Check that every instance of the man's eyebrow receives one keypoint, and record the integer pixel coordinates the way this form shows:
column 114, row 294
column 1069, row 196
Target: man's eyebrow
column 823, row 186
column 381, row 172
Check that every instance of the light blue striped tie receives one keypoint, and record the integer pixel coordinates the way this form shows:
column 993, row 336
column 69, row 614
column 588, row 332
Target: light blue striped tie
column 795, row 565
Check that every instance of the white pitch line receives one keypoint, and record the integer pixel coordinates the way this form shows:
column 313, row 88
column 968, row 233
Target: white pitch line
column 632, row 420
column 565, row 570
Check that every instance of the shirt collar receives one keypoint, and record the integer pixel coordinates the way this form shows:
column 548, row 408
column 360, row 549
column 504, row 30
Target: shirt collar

******

# Objective
Render the listing above as a Markdown table with the columns No. and Entry, giving each line its row number and leaving out any blank lines.

# Output of the exercise
| No. | Entry |
|---|---|
| 1 | Check that every instance of the man's eyebrow receives one keypoint, and record the integer pixel coordinates the way this form shows: |
| 2 | column 114, row 294 |
| 3 | column 1069, row 196 |
| 4 | Target: man's eyebrow |
| 5 | column 823, row 186 |
| 6 | column 381, row 172 |
| 7 | Check that every instance of the light blue striped tie receives one keypoint, and record the integer pixel coordinates the way this form shows: |
| 8 | column 993, row 336 |
| 9 | column 69, row 614 |
| 10 | column 588, row 332 |
| 11 | Target: light blue striped tie |
| 12 | column 795, row 565 |
| 13 | Check that every instance of the white pitch line receives one keypoint, and record the integer pixel coordinates the way this form shows: |
| 14 | column 313, row 88 |
| 15 | column 968, row 233 |
| 16 | Target: white pitch line |
| 17 | column 632, row 420 |
| 18 | column 565, row 570 |
| 19 | Check that every instance of the shirt collar receives one keypoint, and record the integer pixel coordinates the way this form shows: |
| 20 | column 548, row 408 |
| 21 | column 360, row 549 |
| 22 | column 504, row 30 |
| 23 | Target: shirt collar |